**WHAT THE TASK ASKS**. Copy the part of the CutTools notice below that runs between "- When using" and "arXiv:0711.3596 [hep-ph].", inclusive.

**READING TEXT**.
------------------------------------------------------------------------
 
              CutTools V1.6.5

 - Authors: Giovanni Ossola, Costas G. Papadopoulos, Roberto Pittau

 - When using this code, please quote the following 4 papers:

   \bibitem{CutTools} 
     G.~Ossola, C.~G.~Papadopoulos and R.~Pittau,
     %``CutTools: a program implementing the OPP reduction method
     %to compute one-loop amplitudes,''   
     arXiv:0711.3596 [hep-ph].
     %%CITATION = ARXIV:0711.3596;%%

   \bibitem{Ossola:2006us}
     G.~Ossola, C.~G.~Papadopoulos and R.~Pittau,
     %``Reducing full one-loop amplitudes to scalar integrals at the integrand
     %level,''
     Nucl.\ Phys.\  B {\bf 763} (2007) 147 [arXiv:hep-ph/0609007].
     %%CITATION = NUPHA,B763,147;%%

   \bibitem{Ossola:2008xq}
     G.~Ossola, C.~G.~Papadopoulos and R.~Pittau,
     %``On the Rational Terms of the one-loop amplitudes,''
     JHEP {\bf 0805} (2008) 004
     [arXiv:0802.1876 [hep-ph]].
     %%CITATION = JHEPA,0805,004;%%

   \bibitem{Ossola:2007bb}
     G.~Ossola, C.~G.~Papadopoulos and R.~Pittau,
     %``Numerical Evaluation of Six-Photon Amplitudes,''
     JHEP {\bf 0707} (2007) 085
     [arXiv:0704.1271 [hep-ph]].

**SUPPLIED DATA**.
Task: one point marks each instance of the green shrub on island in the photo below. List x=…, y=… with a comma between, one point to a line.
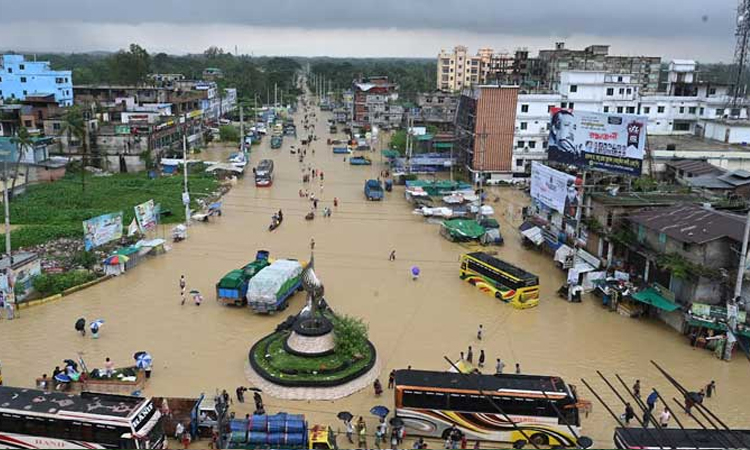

* * *

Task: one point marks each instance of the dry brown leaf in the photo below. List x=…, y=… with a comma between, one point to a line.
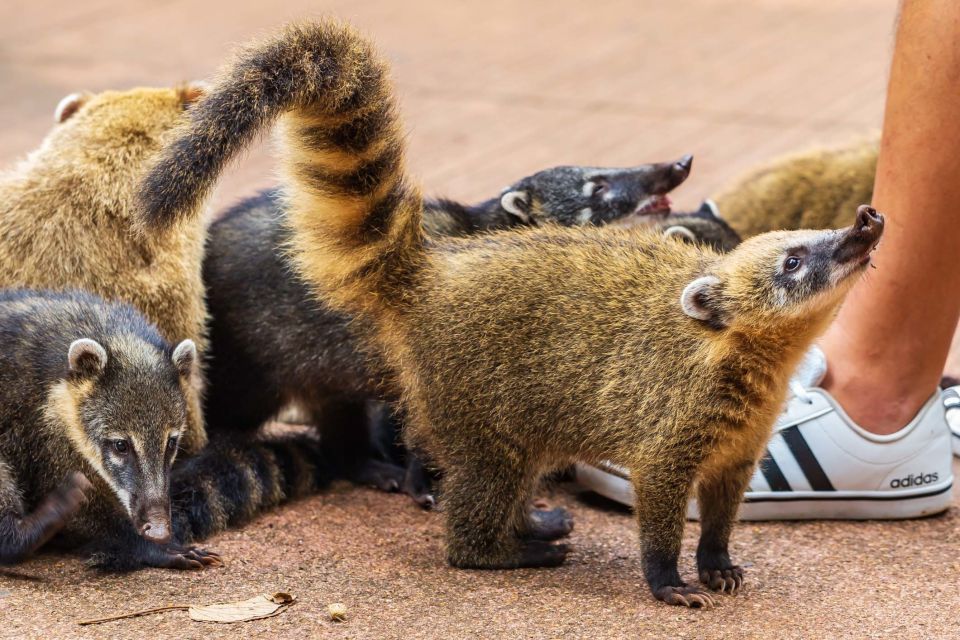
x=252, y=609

**FINISHED TASK**.
- When using this code, please quote the following 4 papers:

   \bibitem{CutTools} 
     G.~Ossola, C.~G.~Papadopoulos and R.~Pittau,
     %``CutTools: a program implementing the OPP reduction method
     %to compute one-loop amplitudes,''   
     arXiv:0711.3596 [hep-ph].